• _Records taken from a dataset_:
>>>
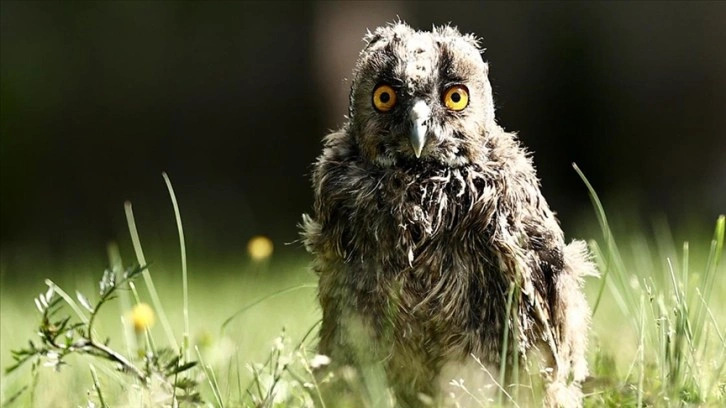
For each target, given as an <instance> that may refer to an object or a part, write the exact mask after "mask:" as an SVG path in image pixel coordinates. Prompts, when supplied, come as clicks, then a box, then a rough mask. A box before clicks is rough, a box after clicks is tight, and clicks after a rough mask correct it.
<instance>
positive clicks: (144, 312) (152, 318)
mask: <svg viewBox="0 0 726 408" xmlns="http://www.w3.org/2000/svg"><path fill="white" fill-rule="evenodd" d="M131 323H133V325H134V330H136V332H137V333H142V332H143V331H144V330H146V329H150V328H151V327H152V326H153V325H154V309H152V308H151V306H149V305H147V304H146V303H139V304H137V305H136V306H134V308H133V309H131Z"/></svg>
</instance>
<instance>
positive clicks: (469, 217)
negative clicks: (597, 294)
mask: <svg viewBox="0 0 726 408" xmlns="http://www.w3.org/2000/svg"><path fill="white" fill-rule="evenodd" d="M365 41H366V43H367V45H366V46H365V48H364V49H363V50H362V51H361V53H360V56H359V59H358V62H357V64H356V67H355V70H354V75H353V79H352V85H351V91H350V106H349V112H348V113H349V114H348V117H347V122H346V123H345V124H344V125H343V126H342V128H341V129H340V130H338V131H336V132H334V133H332V134H330V135H328V136H327V137H325V139H324V149H323V152H322V154H321V155H320V156H319V158H318V159H317V161H316V162H315V164H314V166H313V172H312V184H313V189H314V195H315V202H314V213H313V214H312V215H304V216H303V222H302V230H303V231H302V238H303V242H304V244H305V247H306V249H307V250H308V251H309V252H310V253H311V254H312V255H313V256H314V261H313V269H314V270H315V272H316V273H317V274H318V276H319V292H318V297H319V301H320V306H321V308H322V325H321V328H320V339H319V340H320V342H319V352H320V353H322V354H325V355H327V356H329V357H330V358H331V361H332V365H333V367H344V366H346V367H353V368H354V369H356V370H359V371H363V372H365V370H366V367H368V368H375V367H382V369H383V372H384V373H385V380H386V382H387V384H388V386H389V387H390V389H391V390H392V393H393V395H395V398H396V403H397V404H398V405H400V406H409V407H411V406H420V405H422V403H423V401H431V400H432V398H433V399H434V400H436V398H437V396H439V395H440V394H441V393H442V385H441V384H442V383H445V382H446V381H448V380H451V378H448V379H447V378H442V376H443V372H444V371H445V370H448V369H449V368H450V367H457V365H458V364H462V365H463V364H466V362H467V361H471V360H472V359H476V360H477V361H479V362H481V364H486V365H488V366H491V367H497V368H498V367H510V368H511V367H515V366H518V367H524V363H525V362H526V361H525V360H527V359H528V358H529V359H531V356H533V355H538V356H540V358H538V361H541V364H542V367H544V369H542V370H541V372H542V375H543V376H544V380H545V381H544V382H545V384H546V390H545V392H544V403H545V404H546V405H548V406H565V407H570V406H580V405H582V392H581V388H580V385H581V382H582V381H583V379H585V377H586V376H587V374H588V369H587V362H586V358H585V352H586V345H587V336H588V330H589V320H590V310H589V306H588V304H587V302H586V299H585V297H584V295H583V293H582V285H583V277H584V276H587V275H595V274H596V270H595V267H594V265H593V264H592V262H591V261H590V255H589V253H588V249H587V246H586V245H585V244H584V242H582V241H576V240H575V241H572V242H570V243H569V244H566V243H565V240H564V236H563V232H562V230H561V228H560V226H559V223H558V221H557V219H556V218H555V215H554V213H553V212H552V210H550V208H549V206H548V204H547V202H546V201H545V199H544V197H543V196H542V193H541V191H540V186H539V181H538V179H537V176H536V173H535V169H534V167H533V164H532V160H531V158H530V155H529V154H528V153H527V151H526V150H525V149H524V148H523V147H522V146H521V144H520V143H519V141H518V140H517V137H516V135H515V134H513V133H510V132H507V131H505V130H503V129H502V127H500V126H499V125H498V124H497V122H496V119H495V115H494V102H493V98H492V89H491V86H490V83H489V79H488V65H487V63H486V62H484V60H483V59H482V55H481V54H482V49H481V48H480V46H479V40H478V39H477V38H476V37H474V36H473V35H462V34H461V33H460V32H459V31H458V30H457V29H456V28H454V27H451V26H442V27H434V28H433V29H432V31H430V32H429V31H417V30H414V29H413V28H411V27H410V26H408V25H407V24H405V23H403V22H398V23H394V24H391V25H388V26H385V27H381V28H378V29H376V30H375V31H374V32H372V33H368V35H367V36H366V37H365ZM510 372H511V370H510ZM454 375H456V374H454Z"/></svg>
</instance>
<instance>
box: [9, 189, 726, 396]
mask: <svg viewBox="0 0 726 408" xmlns="http://www.w3.org/2000/svg"><path fill="white" fill-rule="evenodd" d="M165 181H166V182H167V187H168V188H169V191H170V194H171V197H172V200H173V203H174V210H175V216H176V220H177V226H178V230H179V242H180V245H181V246H180V250H178V251H177V252H178V253H179V254H181V255H180V256H181V265H182V266H181V268H180V269H179V272H178V273H171V274H169V273H165V272H164V269H165V268H167V267H168V266H165V263H166V260H165V262H154V263H152V264H150V265H149V268H148V270H143V271H140V276H142V275H143V279H141V278H139V279H131V284H130V285H128V286H124V287H123V288H119V289H118V290H117V292H115V293H114V294H113V295H114V296H116V298H115V299H111V298H112V297H114V296H109V299H106V300H103V296H102V295H103V294H102V293H101V294H100V295H97V294H96V293H97V292H98V286H96V285H97V282H98V280H99V279H101V275H102V273H101V272H102V271H99V273H97V274H95V276H93V275H86V277H85V278H83V279H80V280H73V279H65V280H64V279H58V282H53V283H52V284H51V285H53V284H57V286H58V288H60V290H63V291H64V293H65V294H67V297H66V301H63V299H64V298H63V297H60V292H59V289H56V293H55V294H54V295H53V296H52V299H45V298H43V299H41V300H48V301H53V300H55V301H58V300H57V299H60V301H59V305H60V304H64V303H65V304H66V306H65V308H64V309H61V310H60V311H59V312H58V314H59V315H68V316H72V317H73V318H72V319H71V320H70V321H69V324H72V323H73V322H77V323H79V324H81V325H82V324H84V322H85V324H88V320H85V321H84V318H85V319H88V318H89V317H90V320H92V321H93V323H92V324H90V325H87V326H81V329H84V330H85V331H83V330H79V331H80V332H82V333H81V334H83V336H88V337H90V338H92V339H96V340H97V341H98V342H99V343H100V342H102V341H103V339H106V338H108V339H109V341H108V343H102V344H105V345H107V346H108V347H109V348H111V349H113V350H115V351H117V352H118V353H119V354H120V355H123V356H125V357H126V358H128V359H129V360H130V361H131V362H132V363H133V364H135V365H136V367H138V368H139V369H140V370H141V371H142V372H148V373H150V375H149V376H148V379H147V380H139V379H138V378H135V377H134V376H132V375H128V374H126V373H122V372H119V371H118V370H117V369H116V366H117V365H118V364H117V362H113V361H109V359H107V358H103V357H101V358H99V357H97V356H96V357H94V356H91V355H89V354H88V353H85V352H78V353H73V354H69V355H68V356H67V357H66V358H61V360H63V361H65V362H66V363H67V364H65V365H58V364H57V361H55V360H53V358H55V356H53V355H48V353H46V355H44V356H41V357H39V358H37V359H36V358H32V359H31V360H30V361H29V362H28V363H27V364H25V365H23V366H21V367H20V368H19V369H17V370H15V371H13V372H11V373H6V372H5V371H3V373H2V374H1V377H0V380H1V383H2V385H1V388H0V391H1V392H0V403H2V404H3V406H16V407H24V406H36V407H46V406H53V407H78V406H89V407H90V406H96V407H101V406H113V407H116V406H129V407H136V406H157V405H163V404H162V403H163V402H166V403H171V401H172V400H173V399H174V398H176V397H178V396H180V395H181V392H182V388H177V387H174V386H173V384H182V385H183V384H191V385H189V386H190V387H191V388H192V389H193V390H194V391H195V392H196V391H198V392H199V393H200V397H201V399H202V400H203V401H205V403H206V404H207V405H208V406H219V407H237V406H311V404H313V401H315V400H318V399H319V398H320V395H319V394H318V392H319V387H318V385H319V384H318V383H317V381H318V380H319V379H316V378H315V377H314V376H313V375H312V374H311V372H312V369H313V367H314V366H316V365H318V364H324V363H325V361H324V359H322V357H320V356H316V355H315V352H314V344H315V333H316V324H317V322H318V320H319V318H320V312H319V309H318V308H317V301H316V298H315V283H316V277H315V276H314V275H313V274H312V273H311V272H309V270H308V268H307V264H308V262H309V259H308V258H307V257H306V256H305V255H304V254H302V253H300V254H299V256H291V257H286V258H280V257H276V256H272V257H269V258H262V259H260V257H257V259H256V260H253V259H250V258H248V259H245V260H239V261H238V262H234V263H231V264H222V263H221V262H214V261H203V260H196V259H195V254H189V256H190V263H189V267H187V259H186V256H187V254H186V250H185V248H184V234H183V226H182V223H181V213H180V211H179V207H178V205H177V203H176V200H175V199H174V195H173V189H172V187H171V183H170V181H169V180H168V178H167V177H166V176H165ZM588 186H589V185H588ZM591 193H592V197H593V200H594V207H595V208H596V214H597V218H598V221H599V224H600V228H601V231H602V238H597V239H595V240H593V241H591V243H590V244H591V248H592V249H593V251H594V252H595V253H596V255H597V256H596V260H597V262H598V264H599V266H600V270H601V273H602V277H601V278H600V279H591V280H589V281H588V282H587V283H586V292H587V295H588V300H589V302H590V304H591V305H592V306H593V308H594V315H593V327H592V333H591V347H590V354H589V361H590V367H591V374H592V378H591V379H589V380H588V381H587V382H586V384H585V385H584V390H585V393H586V398H585V404H586V406H593V407H600V406H612V407H615V406H689V405H693V406H723V405H724V404H725V403H726V339H725V338H724V337H725V336H726V281H725V280H724V279H723V278H721V277H722V276H724V274H725V273H726V268H725V267H724V262H722V259H721V258H722V256H723V253H724V249H723V243H724V229H725V228H726V225H725V224H726V221H725V220H724V217H720V218H719V219H718V220H717V222H716V227H715V232H714V233H713V235H712V236H709V235H710V234H702V235H700V236H697V237H694V239H693V241H692V242H684V241H679V240H676V239H675V238H674V237H672V236H671V230H670V229H669V228H668V227H666V226H664V225H661V224H656V226H655V228H654V233H644V232H641V231H625V232H619V233H613V231H611V227H610V223H609V222H608V219H607V217H606V216H605V211H604V210H603V207H602V205H601V204H600V202H599V200H598V199H597V196H596V195H595V194H594V192H592V191H591ZM127 216H128V219H129V226H130V229H131V231H132V241H133V244H134V253H135V258H136V261H137V263H140V264H144V265H145V264H146V260H147V259H146V258H145V254H144V253H143V249H142V245H141V244H142V242H143V237H139V236H138V234H136V233H135V232H134V231H135V226H134V223H133V213H132V211H131V207H130V205H127ZM616 236H617V239H616V238H615V237H616ZM109 255H110V256H109V259H110V260H109V264H110V265H111V267H110V270H112V271H115V272H114V273H117V274H119V275H118V276H122V275H120V273H121V271H122V270H124V267H123V265H121V257H120V256H119V254H118V250H116V249H114V248H113V247H111V250H110V251H109ZM146 255H148V256H147V257H148V259H149V260H153V259H154V254H153V253H149V254H146ZM127 263H128V262H127ZM176 263H177V262H174V261H169V262H168V264H176ZM2 267H3V268H5V266H4V265H3V266H2ZM187 269H188V271H187ZM66 272H69V271H54V274H53V275H54V276H74V275H73V273H66ZM1 273H2V275H3V276H5V275H9V274H12V273H14V271H8V270H2V271H1ZM104 279H109V278H108V276H106V278H104ZM47 289H48V285H45V284H44V283H43V279H39V280H38V281H37V282H36V281H30V282H28V281H23V282H22V284H11V285H8V284H5V283H3V285H2V287H1V288H0V309H1V310H2V319H1V320H0V344H1V345H2V348H1V350H0V351H1V352H0V366H2V368H3V369H4V368H7V367H10V366H12V365H13V362H14V360H13V357H12V354H11V350H18V349H22V348H24V347H27V344H28V340H29V339H32V340H33V341H34V342H35V344H38V336H37V334H35V333H36V332H38V330H39V327H40V328H41V329H42V328H43V322H42V321H41V313H38V310H37V309H36V307H35V305H34V303H33V299H34V298H36V299H37V298H39V294H42V293H45V292H46V291H47ZM76 291H78V292H80V293H82V294H83V296H80V295H76ZM44 296H45V295H44ZM99 300H103V303H102V304H101V306H102V307H99V308H97V309H98V310H95V309H94V304H95V302H97V301H99ZM146 302H148V303H150V304H151V305H152V306H153V310H154V311H155V317H156V320H157V321H158V324H156V325H154V326H153V327H150V326H149V324H148V322H147V323H144V324H141V326H142V327H141V328H140V330H134V324H133V323H134V322H135V320H134V319H135V316H133V315H130V313H131V310H132V308H133V306H134V305H136V304H138V303H146ZM71 304H72V305H73V306H74V307H73V308H71V307H70V306H71ZM41 309H42V307H41ZM74 309H77V310H75V311H74ZM76 315H78V317H76ZM51 320H52V319H51ZM91 325H92V326H93V327H90V326H91ZM41 331H42V330H41ZM78 335H79V336H80V334H78ZM59 338H60V337H59ZM165 348H168V351H166V352H164V351H162V350H164V349H165ZM54 361H55V364H52V363H54ZM154 361H156V362H157V363H154ZM191 361H194V362H196V365H195V366H193V367H191V363H190V367H189V368H188V369H186V370H182V371H179V372H178V373H177V372H174V368H183V363H185V362H191ZM160 362H161V363H160ZM169 362H171V363H173V364H172V365H169V364H167V363H169ZM162 363H163V364H162ZM154 364H156V365H154ZM163 366H169V367H171V368H172V369H170V370H167V371H166V372H165V373H166V374H169V373H171V374H169V375H168V376H167V377H164V375H166V374H164V375H161V374H159V373H161V372H162V371H163V370H164V367H163ZM154 367H157V369H154ZM154 370H156V371H154ZM154 373H156V374H154ZM151 374H153V375H151ZM162 374H163V373H162ZM137 377H138V376H137ZM452 380H453V381H452V383H453V384H459V383H458V382H457V380H456V379H452ZM492 380H495V378H494V377H492ZM500 380H503V378H500ZM144 381H148V383H147V385H146V386H141V383H142V382H144ZM500 383H501V381H500ZM169 384H171V386H170V385H169ZM459 385H460V387H459V388H460V390H461V394H462V395H464V394H467V396H469V397H471V398H470V399H469V400H470V401H473V403H472V406H492V405H494V406H496V405H500V404H507V403H509V402H511V397H510V396H511V395H514V396H515V397H514V398H515V399H516V395H519V394H520V392H519V389H518V387H512V386H510V385H508V384H502V387H501V388H502V390H501V391H503V392H501V393H500V395H499V396H498V398H491V393H490V392H488V391H487V390H486V389H485V388H486V387H485V386H482V385H477V384H466V385H464V384H463V382H462V383H460V384H459ZM362 388H363V389H368V390H378V391H373V392H372V393H381V391H380V389H381V388H380V384H377V382H376V379H375V378H373V379H371V380H369V381H367V382H366V384H364V386H363V387H362ZM377 397H380V395H376V396H373V398H371V399H369V400H368V401H377V403H376V404H384V405H385V404H386V400H385V399H376V398H377ZM515 403H516V402H515ZM340 404H341V401H330V400H324V401H323V403H320V402H319V401H318V405H317V406H323V405H324V406H327V407H335V406H340ZM370 405H371V406H373V405H374V403H370ZM376 406H379V405H376Z"/></svg>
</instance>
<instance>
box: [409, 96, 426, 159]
mask: <svg viewBox="0 0 726 408" xmlns="http://www.w3.org/2000/svg"><path fill="white" fill-rule="evenodd" d="M409 116H410V118H411V135H410V138H411V139H410V140H411V147H413V153H414V154H415V155H416V158H419V157H421V151H423V148H424V146H425V145H426V133H427V132H428V121H429V118H430V117H431V108H429V106H428V105H427V104H426V102H424V101H421V100H419V101H417V102H416V103H415V104H414V105H413V107H412V108H411V112H410V114H409Z"/></svg>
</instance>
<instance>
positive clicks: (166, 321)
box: [124, 201, 179, 350]
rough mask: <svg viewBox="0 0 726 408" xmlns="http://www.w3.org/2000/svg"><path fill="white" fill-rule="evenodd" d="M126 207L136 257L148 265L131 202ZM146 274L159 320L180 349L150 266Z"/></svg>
mask: <svg viewBox="0 0 726 408" xmlns="http://www.w3.org/2000/svg"><path fill="white" fill-rule="evenodd" d="M124 209H125V211H126V222H127V224H128V227H129V233H130V234H131V241H132V243H133V245H134V252H135V253H136V259H137V261H138V263H139V265H147V263H146V258H145V257H144V251H143V249H142V248H141V240H140V239H139V232H138V230H137V229H136V220H135V219H134V211H133V209H132V208H131V203H130V202H128V201H127V202H125V203H124ZM143 274H144V282H145V283H146V288H147V289H148V291H149V295H150V296H151V302H152V303H153V304H154V309H156V313H157V314H158V315H159V321H160V322H161V325H162V327H163V328H164V333H166V338H167V340H168V342H169V344H170V345H171V347H172V348H174V349H175V350H178V349H179V343H177V341H176V338H174V332H173V331H172V329H171V325H170V324H169V319H168V318H167V317H166V312H165V311H164V307H163V306H162V304H161V299H160V298H159V293H158V292H157V291H156V287H155V286H154V280H153V279H151V272H149V268H146V269H145V270H144V272H143Z"/></svg>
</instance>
<<<
• _Task brief_: Please count the lines in the records above that contain the string "rough", treating uppercase and lowercase letters as different, and give only that number.

• _Problem solution_: 2